> **EXERCISE**
In the forum post below, what three things does it say essentially every highly developed capitalist nation has become incredibly efficient at?

─── SELECTED EXCERPT

Does capitalist development necessarily lead to socialism? Anonymous 07-05-23 15:32:29 No. 14720 [Last 50 Posts]
Nearly every successful socialist revolution has happened in an underdeveloped nation in the global periphery, usually very early in that place's capitalist development. While these revolutionary projects have proved incredibly successful at raising living standards and quality of life and modernizing their nations, most successful socialist projects have a habit of reverting through revisionism into some level of capitalist development. Those who remain committed to more Marxist-Leninist economic practices often become incredibly isolationist due to imperialist pressure. Similarly, working class movements, things like trade unions and communist parties, were vastly more successful in the imperial core in the early stage of capitalist development. Stuff like the Paris Commune or the 1877 St. Louis General Strike would be nearly impossible today with the state of working class organization. Post-war modernization became incredibly efficient at decimating union membership and demonizing and coopting social movements. Besides, if you get a guy organizing like Lenin in a modern state they'll just kill you or imprison you for 30 years instead of sending you to a comfy cabin in Siberia for a couple summers and hoping you learn your lesson. Essentially every highly developed capitalist nation has become incredibly efficient at atomizing workers, manufacturing alienation, and crushing the capacity of its people to organize any resistance. Look at miserable places like America, or South Korea. If the social technology available to the ruling class to manufacture consent and divide & conquer their working class only gets more sophisticated over time, why should we assume that socialism is necessarily bound to emerge from developmental progress, even if it's obviously better and technological advances might even make stuff like cybernetic central planning feasible? What's stopping them from simply making human beings so alienated from each other that fighting back is impossible? Stuff promising "socialism by 2050" because development will necessarily lead to communism seems about as likely as liberal states promising net zero carbon emissions by 2050 or whatever. Is there anything to meaningfully contradict this? The resurgence of nationalist social democracy in LatAm and stuff is encouraging but it feels like a step back in ambition.

──────
─── ENTRIES SHOWN

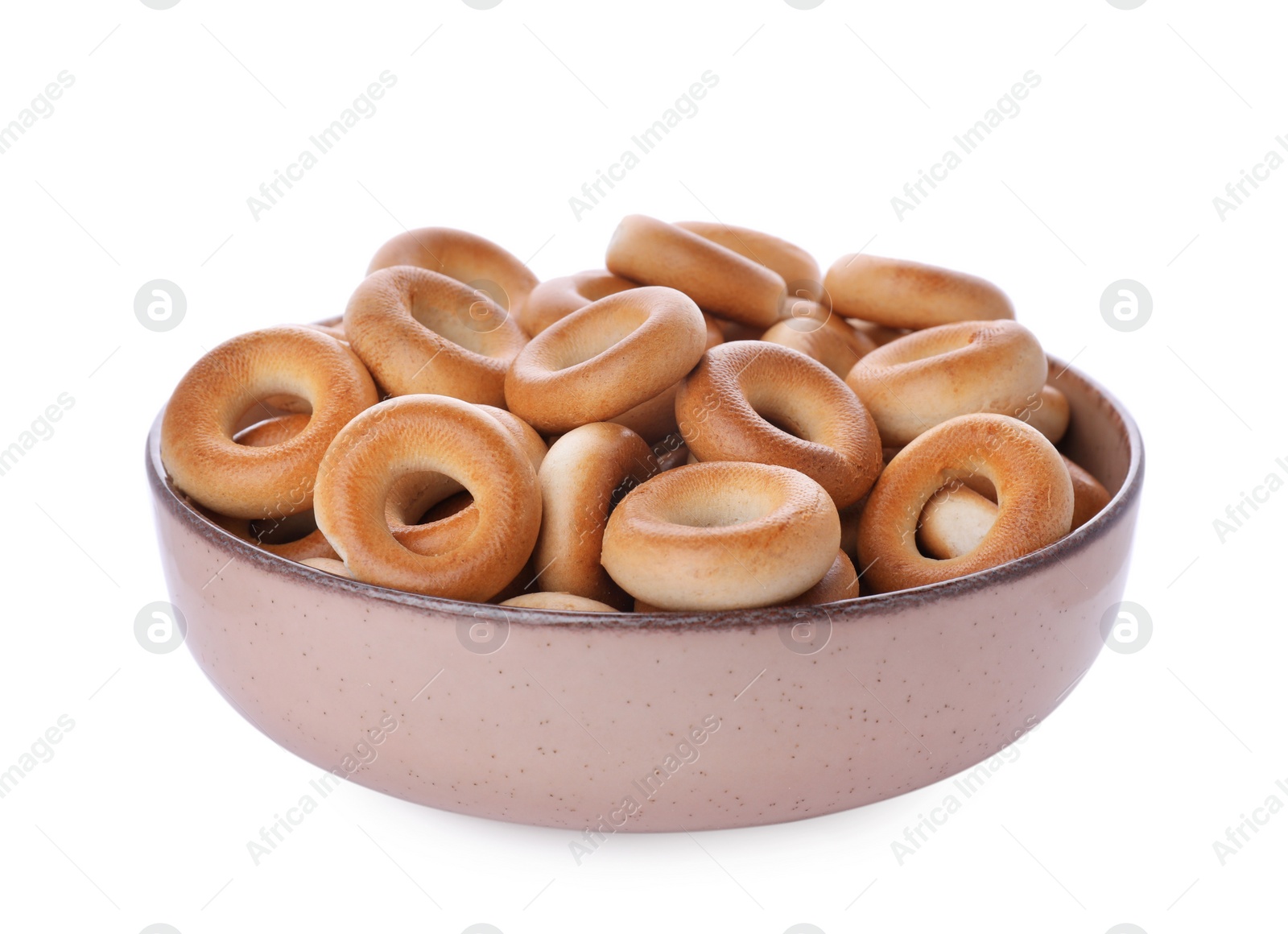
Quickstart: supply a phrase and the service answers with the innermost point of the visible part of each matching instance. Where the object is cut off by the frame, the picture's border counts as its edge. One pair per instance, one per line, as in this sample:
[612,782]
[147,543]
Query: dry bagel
[214,397]
[757,401]
[721,536]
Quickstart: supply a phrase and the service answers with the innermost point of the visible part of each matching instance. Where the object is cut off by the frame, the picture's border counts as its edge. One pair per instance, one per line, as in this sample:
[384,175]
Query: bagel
[213,397]
[898,293]
[840,583]
[605,360]
[1034,487]
[721,283]
[732,405]
[796,267]
[558,298]
[959,517]
[334,330]
[588,470]
[929,377]
[431,513]
[429,435]
[554,601]
[423,333]
[464,257]
[654,419]
[721,536]
[877,334]
[332,566]
[295,538]
[832,343]
[955,521]
[1047,411]
[1088,495]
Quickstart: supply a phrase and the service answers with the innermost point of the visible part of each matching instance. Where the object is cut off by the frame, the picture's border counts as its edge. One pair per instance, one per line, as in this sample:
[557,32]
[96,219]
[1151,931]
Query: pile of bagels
[706,424]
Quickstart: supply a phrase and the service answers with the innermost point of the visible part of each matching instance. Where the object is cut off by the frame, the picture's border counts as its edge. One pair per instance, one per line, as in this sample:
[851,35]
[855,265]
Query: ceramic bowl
[656,721]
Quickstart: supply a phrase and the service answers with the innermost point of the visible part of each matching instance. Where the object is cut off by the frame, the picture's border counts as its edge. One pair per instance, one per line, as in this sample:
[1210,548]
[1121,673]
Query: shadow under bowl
[656,721]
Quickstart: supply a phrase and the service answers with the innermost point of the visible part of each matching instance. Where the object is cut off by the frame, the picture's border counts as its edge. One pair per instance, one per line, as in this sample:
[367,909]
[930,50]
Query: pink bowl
[656,721]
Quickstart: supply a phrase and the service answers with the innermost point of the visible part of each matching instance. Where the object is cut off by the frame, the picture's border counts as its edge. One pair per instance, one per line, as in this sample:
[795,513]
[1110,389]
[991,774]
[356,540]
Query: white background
[1109,811]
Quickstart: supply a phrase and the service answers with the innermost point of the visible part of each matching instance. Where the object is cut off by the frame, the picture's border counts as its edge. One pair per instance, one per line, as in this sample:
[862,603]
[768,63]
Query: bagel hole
[283,531]
[452,506]
[963,527]
[268,409]
[465,322]
[719,509]
[585,343]
[423,498]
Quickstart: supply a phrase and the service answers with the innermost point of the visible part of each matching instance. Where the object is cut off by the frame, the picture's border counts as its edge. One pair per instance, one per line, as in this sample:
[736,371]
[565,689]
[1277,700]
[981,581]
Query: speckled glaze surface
[656,721]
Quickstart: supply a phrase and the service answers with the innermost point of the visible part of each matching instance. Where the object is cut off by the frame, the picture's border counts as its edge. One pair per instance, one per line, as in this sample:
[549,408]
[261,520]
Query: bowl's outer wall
[577,727]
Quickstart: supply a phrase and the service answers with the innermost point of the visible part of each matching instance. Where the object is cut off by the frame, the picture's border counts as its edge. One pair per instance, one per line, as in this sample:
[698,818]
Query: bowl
[654,721]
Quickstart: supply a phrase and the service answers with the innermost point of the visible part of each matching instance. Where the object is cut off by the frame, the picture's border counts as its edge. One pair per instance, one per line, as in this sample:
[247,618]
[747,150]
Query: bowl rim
[165,496]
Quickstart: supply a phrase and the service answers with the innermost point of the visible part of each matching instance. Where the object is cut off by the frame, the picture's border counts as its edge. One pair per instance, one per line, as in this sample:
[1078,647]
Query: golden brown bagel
[721,536]
[1034,499]
[929,377]
[729,287]
[554,601]
[840,583]
[757,401]
[1088,495]
[423,333]
[332,566]
[955,521]
[796,267]
[584,476]
[832,343]
[197,429]
[431,513]
[558,298]
[607,358]
[429,435]
[295,538]
[654,419]
[1047,411]
[464,257]
[898,293]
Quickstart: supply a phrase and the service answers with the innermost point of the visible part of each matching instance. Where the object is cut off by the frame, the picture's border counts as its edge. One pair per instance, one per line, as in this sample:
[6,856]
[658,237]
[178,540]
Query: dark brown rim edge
[727,618]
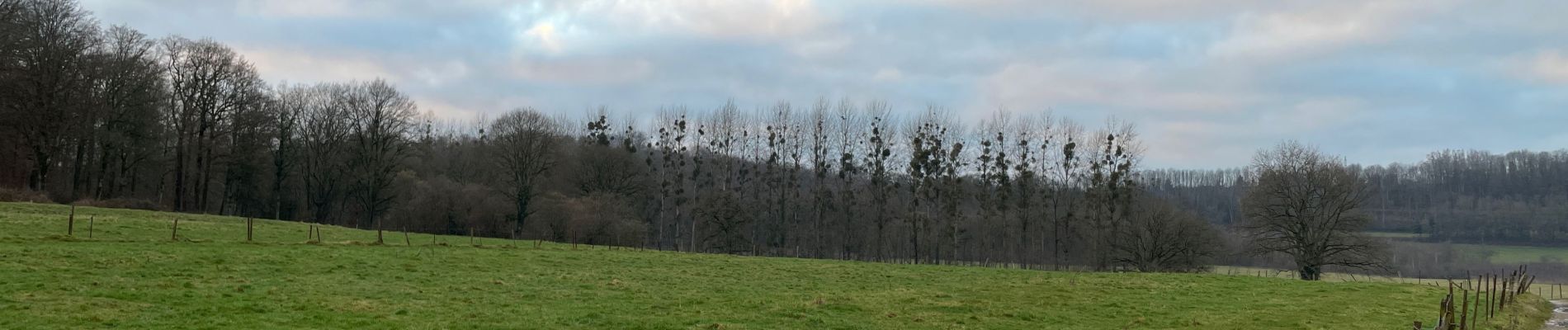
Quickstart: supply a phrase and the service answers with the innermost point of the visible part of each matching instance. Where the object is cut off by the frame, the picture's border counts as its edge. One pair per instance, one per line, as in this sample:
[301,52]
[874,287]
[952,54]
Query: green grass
[1395,235]
[132,276]
[1517,254]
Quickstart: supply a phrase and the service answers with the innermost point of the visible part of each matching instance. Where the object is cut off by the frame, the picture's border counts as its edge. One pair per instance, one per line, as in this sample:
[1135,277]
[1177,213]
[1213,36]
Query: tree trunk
[1311,272]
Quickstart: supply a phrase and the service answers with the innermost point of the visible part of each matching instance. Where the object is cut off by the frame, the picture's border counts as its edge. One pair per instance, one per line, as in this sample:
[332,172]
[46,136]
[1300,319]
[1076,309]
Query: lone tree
[1306,205]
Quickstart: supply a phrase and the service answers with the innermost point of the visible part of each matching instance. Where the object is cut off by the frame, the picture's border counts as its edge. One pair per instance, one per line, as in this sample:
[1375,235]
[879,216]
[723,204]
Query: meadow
[130,274]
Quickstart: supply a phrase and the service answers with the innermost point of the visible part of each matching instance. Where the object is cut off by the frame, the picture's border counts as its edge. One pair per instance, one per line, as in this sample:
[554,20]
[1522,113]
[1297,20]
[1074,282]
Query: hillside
[132,276]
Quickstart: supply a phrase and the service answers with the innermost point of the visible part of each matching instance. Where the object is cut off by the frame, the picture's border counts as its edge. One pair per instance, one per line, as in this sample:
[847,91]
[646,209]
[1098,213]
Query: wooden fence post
[1465,309]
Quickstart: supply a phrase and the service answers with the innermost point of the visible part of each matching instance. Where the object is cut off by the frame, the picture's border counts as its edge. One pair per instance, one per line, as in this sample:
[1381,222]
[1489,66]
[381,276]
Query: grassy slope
[132,276]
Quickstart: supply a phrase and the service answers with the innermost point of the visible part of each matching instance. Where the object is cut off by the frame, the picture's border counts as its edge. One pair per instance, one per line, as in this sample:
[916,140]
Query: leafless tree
[1308,205]
[324,148]
[1159,237]
[207,83]
[524,146]
[49,80]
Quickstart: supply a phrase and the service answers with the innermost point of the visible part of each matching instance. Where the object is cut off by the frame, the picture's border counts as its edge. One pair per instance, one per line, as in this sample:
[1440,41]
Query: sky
[1207,83]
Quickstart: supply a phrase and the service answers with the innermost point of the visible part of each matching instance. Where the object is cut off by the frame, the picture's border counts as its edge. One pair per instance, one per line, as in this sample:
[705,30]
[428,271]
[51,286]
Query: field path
[1559,316]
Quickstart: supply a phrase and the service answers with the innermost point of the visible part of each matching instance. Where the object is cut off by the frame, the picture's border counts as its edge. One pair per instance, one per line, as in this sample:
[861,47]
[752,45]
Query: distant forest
[109,116]
[1454,196]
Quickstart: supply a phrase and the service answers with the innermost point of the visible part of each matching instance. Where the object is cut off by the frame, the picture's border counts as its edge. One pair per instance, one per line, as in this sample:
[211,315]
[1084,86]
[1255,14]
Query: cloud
[303,68]
[1316,30]
[1108,83]
[1550,66]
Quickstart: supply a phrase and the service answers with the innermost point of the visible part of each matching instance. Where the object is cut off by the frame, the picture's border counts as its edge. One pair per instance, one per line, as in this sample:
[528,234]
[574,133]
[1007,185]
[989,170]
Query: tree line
[110,116]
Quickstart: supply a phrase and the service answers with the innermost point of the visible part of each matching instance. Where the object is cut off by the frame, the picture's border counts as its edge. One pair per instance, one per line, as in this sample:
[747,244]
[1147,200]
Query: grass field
[134,276]
[1496,254]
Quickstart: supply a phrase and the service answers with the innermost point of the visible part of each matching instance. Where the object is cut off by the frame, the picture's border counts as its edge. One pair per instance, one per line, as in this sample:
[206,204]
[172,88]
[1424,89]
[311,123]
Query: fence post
[1465,309]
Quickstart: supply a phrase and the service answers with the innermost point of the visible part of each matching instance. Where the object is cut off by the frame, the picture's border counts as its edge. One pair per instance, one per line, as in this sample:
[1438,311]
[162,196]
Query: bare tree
[380,120]
[207,83]
[49,78]
[324,143]
[524,146]
[1159,237]
[1308,207]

──────

> **THE COMPLETED TASK**
Atomizing workers, manufacturing alienation, and crushing the capacity of its people to organize any resistance.